**QUOTED TEXT**

* * * * * * *

PY3 some work towards vector, tweak text

hayd · hayd · commit 0c5f92debb65 · 2014-12-10T16:33:12.000-08:00
diff --git a/.travis.yml b/.travis.yml
@@ -24,7 +24,7 @@ script:
     # TODO perhaps split build into tests and examples?
     # For now we only run the passing python 3 tests are run on the 3.4 build
     - if [ "$TRAVIS_PYTHON_VERSION" == "3.4" ]; then
-      nosetests test/test_graph.py test/test_metrics.py test_de.py test/test_en.py test/test_es.py test/test_fr.py test/test_it.py test/test_nl.py test/test_text.py; else
+      nosetests test/test_graph.py test/test_metrics.py test/test_de.py test/test_en.py test/test_es.py test/test_fr.py test/test_it.py test/test_nl.py test/test_text.py test/test_search.py; else
       nosetests --exclude=test_05vector_07slp --with-coverage --cover-package=pattern;
       fi
 
diff --git a/pattern/text/en/wordnet/__init__.py b/pattern/text/en/wordnet/__init__.py
@@ -282,7 +282,7 @@ def hypernym(self):
         """
         p = self._synset.getPointers(wn.HYPERNYM)
         try:
-            first = next(p)
+            first = p[0] if isinstance(p, tuple) else next(p)
             return Synset(first.getTarget())
         except StopIteration:
             return None
diff --git a/pattern/text/search.py b/pattern/text/search.py
@@ -153,15 +153,15 @@ def combinations(iterable, n):
 
 def product(*args, **kwargs):
     """ Yields all permutations with replacement:
-        list(product("cat", repeat=2)) => 
-        [("c", "c"), 
-         ("c", "a"), 
-         ("c", "t"), 
-         ("a", "c"), 
-         ("a", "a"), 
-         ("a", "t"), 
-         ("t", "c"), 
-         ("t", "a"), 
+        list(product("cat", repeat=2)) =>
+        [("c", "c"),
+         ("c", "a"),
+         ("c", "t"),
+         ("a", "c"),
+         ("a", "a"),
+         ("a", "t"),
+         ("t", "c"),
+         ("t", "a"),
          ("t", "t")]
     """

* * * * * * *

**EXERCISE 1**
Copy out the part of the commit diff that opens with the words containing "p = self._synset.getPointers(wn.HYPERNYM)" and closes with "return Synset(first.getTarget())".
The listing that follows is unrelated to the commit diff.

**DATA PROVIDED**
* * * * * * *

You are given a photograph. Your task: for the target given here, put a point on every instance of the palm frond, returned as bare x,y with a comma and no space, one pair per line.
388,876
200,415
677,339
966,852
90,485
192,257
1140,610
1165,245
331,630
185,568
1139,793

* * * * * * *

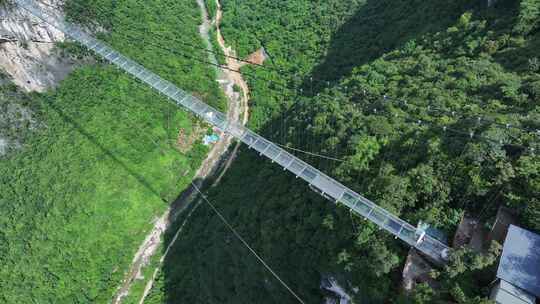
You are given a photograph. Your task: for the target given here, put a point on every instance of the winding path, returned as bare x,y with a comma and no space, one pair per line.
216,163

* * * * * * *

**EXERCISE 2**
State how many rows of the listing contain the string "line", matching case, and give the number alone.

**WORKED ANSWER 1**
p = self._synset.getPointers(wn.HYPERNYM)
         try:
-            first = next(p)
+            first = p[0] if isinstance(p, tuple) else next(p)
             return Synset(first.getTarget())

**WORKED ANSWER 2**
2